§ PROVIDED MATERIAL:
-- Start --

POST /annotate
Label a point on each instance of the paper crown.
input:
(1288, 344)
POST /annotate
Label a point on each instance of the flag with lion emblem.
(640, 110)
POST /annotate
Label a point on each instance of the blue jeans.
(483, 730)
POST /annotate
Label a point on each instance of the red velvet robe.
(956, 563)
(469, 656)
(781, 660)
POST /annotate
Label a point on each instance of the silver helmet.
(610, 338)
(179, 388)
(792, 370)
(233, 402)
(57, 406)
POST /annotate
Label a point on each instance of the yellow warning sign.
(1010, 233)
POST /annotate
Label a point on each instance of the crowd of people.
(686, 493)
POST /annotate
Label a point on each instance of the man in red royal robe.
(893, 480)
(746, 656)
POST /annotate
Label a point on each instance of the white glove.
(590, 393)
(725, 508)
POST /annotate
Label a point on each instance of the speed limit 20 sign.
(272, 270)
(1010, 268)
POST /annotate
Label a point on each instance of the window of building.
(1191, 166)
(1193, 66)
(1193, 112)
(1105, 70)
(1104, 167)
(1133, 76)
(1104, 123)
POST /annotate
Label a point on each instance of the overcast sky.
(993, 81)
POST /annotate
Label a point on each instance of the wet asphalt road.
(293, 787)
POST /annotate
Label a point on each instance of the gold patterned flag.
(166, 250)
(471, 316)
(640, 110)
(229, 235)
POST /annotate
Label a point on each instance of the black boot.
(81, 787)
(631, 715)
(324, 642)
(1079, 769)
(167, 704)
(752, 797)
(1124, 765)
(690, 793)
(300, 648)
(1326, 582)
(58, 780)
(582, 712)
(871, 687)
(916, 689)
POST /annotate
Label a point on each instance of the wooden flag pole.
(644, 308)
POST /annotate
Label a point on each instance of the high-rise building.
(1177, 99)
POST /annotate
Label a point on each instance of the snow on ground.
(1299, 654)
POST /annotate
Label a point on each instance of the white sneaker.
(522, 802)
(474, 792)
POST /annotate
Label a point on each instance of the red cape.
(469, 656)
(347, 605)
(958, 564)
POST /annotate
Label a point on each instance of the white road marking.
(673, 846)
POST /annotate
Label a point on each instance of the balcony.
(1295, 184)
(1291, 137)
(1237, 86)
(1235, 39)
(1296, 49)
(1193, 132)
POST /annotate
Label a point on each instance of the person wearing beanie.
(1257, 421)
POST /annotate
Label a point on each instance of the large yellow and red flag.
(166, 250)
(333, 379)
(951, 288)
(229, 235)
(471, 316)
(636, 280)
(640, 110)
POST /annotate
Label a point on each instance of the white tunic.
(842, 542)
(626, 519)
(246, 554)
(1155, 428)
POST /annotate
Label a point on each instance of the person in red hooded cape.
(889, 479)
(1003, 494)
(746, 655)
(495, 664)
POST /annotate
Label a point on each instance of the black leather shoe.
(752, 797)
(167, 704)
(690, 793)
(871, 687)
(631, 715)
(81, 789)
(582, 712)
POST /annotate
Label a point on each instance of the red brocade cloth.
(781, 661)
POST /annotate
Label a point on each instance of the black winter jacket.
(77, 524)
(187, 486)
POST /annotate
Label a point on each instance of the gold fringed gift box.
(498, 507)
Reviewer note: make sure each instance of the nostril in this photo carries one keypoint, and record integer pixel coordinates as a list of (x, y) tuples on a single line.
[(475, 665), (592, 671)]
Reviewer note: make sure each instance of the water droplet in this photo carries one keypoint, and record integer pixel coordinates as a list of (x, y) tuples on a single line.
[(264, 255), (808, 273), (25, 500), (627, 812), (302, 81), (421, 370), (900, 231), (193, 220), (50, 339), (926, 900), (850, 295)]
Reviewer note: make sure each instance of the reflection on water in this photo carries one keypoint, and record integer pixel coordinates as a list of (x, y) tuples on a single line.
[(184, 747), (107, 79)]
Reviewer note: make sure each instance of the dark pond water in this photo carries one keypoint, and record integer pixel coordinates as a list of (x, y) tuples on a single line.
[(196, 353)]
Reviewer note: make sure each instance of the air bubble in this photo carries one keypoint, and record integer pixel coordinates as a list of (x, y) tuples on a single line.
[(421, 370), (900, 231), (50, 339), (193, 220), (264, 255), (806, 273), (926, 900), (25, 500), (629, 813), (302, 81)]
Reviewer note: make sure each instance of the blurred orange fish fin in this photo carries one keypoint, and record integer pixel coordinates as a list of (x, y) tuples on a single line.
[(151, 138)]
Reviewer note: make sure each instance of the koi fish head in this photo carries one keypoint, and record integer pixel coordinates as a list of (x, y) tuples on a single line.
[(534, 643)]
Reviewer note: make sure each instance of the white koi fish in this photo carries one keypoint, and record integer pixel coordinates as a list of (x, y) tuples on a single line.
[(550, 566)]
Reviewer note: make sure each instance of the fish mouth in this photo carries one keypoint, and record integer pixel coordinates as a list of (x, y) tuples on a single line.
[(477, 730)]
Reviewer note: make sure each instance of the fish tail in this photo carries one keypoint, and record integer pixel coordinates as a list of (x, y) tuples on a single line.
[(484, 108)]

-- End --

Could you convert all of the material above into a two-column CSV with the headers label_text and points, giving each labeling text and its coordinates one row, with every field in double quotes and any line breaks replaced by spaces?

label_text,points
"POST /annotate Label a point on each instance of the paper crown. input:","(1288, 344)"
"POST /annotate Label a point on each instance of the flag with lion emblem.","(640, 110)"
"POST /annotate Label a point on each instance of the blue jeans.","(483, 730)"
"POST /annotate Label a point on each instance of the red velvet robe.","(956, 563) (469, 656) (781, 660)"
"POST /annotate Label a point on each instance of the silver helmet.","(610, 338) (179, 388) (792, 370) (233, 402) (57, 406)"
"POST /annotate Label a point on each instance of the yellow warning sign.","(1010, 233)"
"POST /annotate Label a point on each instance of the crowd of people.","(686, 493)"
"POST /annotate Label a point on each instance of the man in red royal robe.","(893, 480) (746, 656)"
"POST /annotate Label a point on each instance of the white glove.","(590, 393) (725, 508)"
"POST /annotate Label a point on each instance of the speed limit 20 sign.","(272, 270) (1010, 268)"
"POST /annotate Label a point on each instance of the window of building.","(1191, 166) (1193, 66) (1193, 112) (1105, 70) (1104, 167) (1133, 76) (1104, 123)"
"POST /annotate Label a point on each instance of the overcast sky.","(993, 81)"
"POST /annotate Label a point on each instance of the wet asphalt road.","(293, 787)"
"POST /annotate Label a point on each instance of the gold patterned flag.","(166, 250) (471, 316) (640, 110) (229, 235)"
"POST /annotate Label a point on each instance of the black boot.","(81, 787) (631, 715) (324, 642) (1079, 769) (167, 704) (752, 797) (1124, 765) (690, 793) (300, 648) (1326, 582) (58, 780) (582, 712) (871, 687) (916, 689)"
"POST /annotate Label a point on each instance of the wooden flag pole.","(644, 308)"
"POST /annotate Label a point on each instance of the high-rise building.","(1177, 99)"
"POST /annotate Label a point on each instance of the snow on ground.","(1299, 654)"
"POST /annotate Label a point on each instance of the white sneaker.","(522, 802) (474, 792)"
"POST /annotate Label a point on each instance of the red cape.","(469, 656) (347, 605) (958, 564)"
"POST /annotate Label a point on each instance of the white road marking.","(673, 846)"
"POST /annotate Label a point on each instance of the balcony.","(1295, 184) (1291, 137) (1237, 86) (1235, 39) (1296, 49) (1193, 132)"
"POST /annotate Label a point on each instance of the person wearing beanie.","(1257, 421)"
"POST /annotate Label a point on each instance of the large yellow and red flag.","(166, 250) (333, 379) (951, 288) (229, 235) (471, 316) (636, 280) (640, 110)"
"POST /annotate Label a point on each instance of the white tunic.","(842, 542) (626, 519) (246, 554) (1155, 428)"
"POST /annotate Label a point on each instance of the person in red hooded cape.","(889, 479) (1003, 494) (746, 655) (495, 664)"
"POST /annotate Label a point on each instance of the black leather shoe.","(752, 797) (167, 704) (690, 793) (871, 687) (631, 715) (81, 789) (582, 712)"
"POST /annotate Label a point on each instance of the red brocade cloth.","(781, 661)"
"POST /annotate Label a point on each instance of the black winter jacket.","(77, 524) (187, 486)"
"POST /annotate Label a point on each instance of the gold fringed gift box.","(498, 507)"
"Reviewer note: make sure each instance of the nostril in this photo carries one keypoint, and record integer pixel coordinates as a list of (x, y) tuples on a single line.","[(475, 665), (592, 671)]"
"Reviewer note: make sure each instance of the water droplet in this photo carries one keypoint, and record integer pixel coordinates as a list of (x, y) tuples on a single line.","[(264, 255), (808, 273), (25, 500), (627, 812), (302, 81), (421, 370), (900, 231), (193, 220), (50, 339), (926, 900), (850, 295)]"
"Reviewer note: make sure each instance of the reflection on water in this photo carries one keypoint, and record integer pixel coordinates as a list of (x, y) tuples on a single line.","[(184, 747), (107, 79)]"
"Reviewer note: make sure each instance of the dark pond water in this photo carries one keypoint, and record integer pixel coordinates as a list of (x, y) tuples on a single line.","[(196, 353)]"
"Reviewer note: make sure each instance of the air bubble in this photo carries one keypoint, and record integer pixel coordinates as a list of (x, y) tuples on a single line.","[(421, 370), (900, 231), (50, 339), (193, 220), (264, 255), (806, 273), (926, 900), (25, 500), (629, 813), (302, 81)]"
"Reviewer note: make sure each instance of the blurred orange fish fin in this photo carries one keypoint, and record integer pixel coordinates as a list of (x, y) tuples on a single line.","[(151, 138)]"
"Reviewer note: make sure each instance of the koi fish head in this photo carries one keypoint, and record integer pixel coordinates as a list of (x, y) tuples on a single line.","[(534, 643)]"
"Reviewer note: make sure each instance of the white koi fish in this photo carries one keypoint, and record integer pixel coordinates as a list of (x, y) tuples on a single line.","[(550, 566)]"
"Reviewer note: make sure each instance of the fish mouth in this photo carries one keypoint, and record integer pixel coordinates as a list of (x, y) tuples on a single line.","[(477, 730)]"
"Reviewer note: make sure each instance of the fish tail in this photo carries one keypoint, and record integer pixel coordinates as a list of (x, y) tuples on a single line.","[(484, 108)]"